• Data lines:
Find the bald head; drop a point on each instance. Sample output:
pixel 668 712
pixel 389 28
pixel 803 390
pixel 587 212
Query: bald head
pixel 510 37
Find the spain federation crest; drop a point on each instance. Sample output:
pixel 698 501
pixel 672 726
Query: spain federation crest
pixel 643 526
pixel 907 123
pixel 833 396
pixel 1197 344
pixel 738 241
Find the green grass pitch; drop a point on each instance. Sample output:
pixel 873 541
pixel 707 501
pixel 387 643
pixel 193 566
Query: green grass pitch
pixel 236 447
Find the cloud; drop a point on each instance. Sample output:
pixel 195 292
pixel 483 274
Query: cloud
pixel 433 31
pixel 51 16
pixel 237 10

• Problem details:
Reproduce all of the lines above, substituting "Target" for each occurrence of "Query" and leaving everything else unchanged.

• Completed task:
Find the bald head; drop a point on each instance. Sample output:
pixel 668 712
pixel 389 28
pixel 803 390
pixel 587 212
Target: bald head
pixel 510 37
Find the spain federation crest; drop a point on each instance. Sample output:
pixel 698 501
pixel 672 726
Target: spain federation crest
pixel 643 526
pixel 907 123
pixel 833 396
pixel 1197 344
pixel 738 241
Find the green grass pitch; drop a point on each instance. Sample output:
pixel 873 541
pixel 707 501
pixel 387 643
pixel 193 566
Target: green grass pitch
pixel 236 447
Find the cloud; drop a point on each instance. Sample output:
pixel 195 292
pixel 483 274
Target: cloud
pixel 433 31
pixel 51 16
pixel 237 10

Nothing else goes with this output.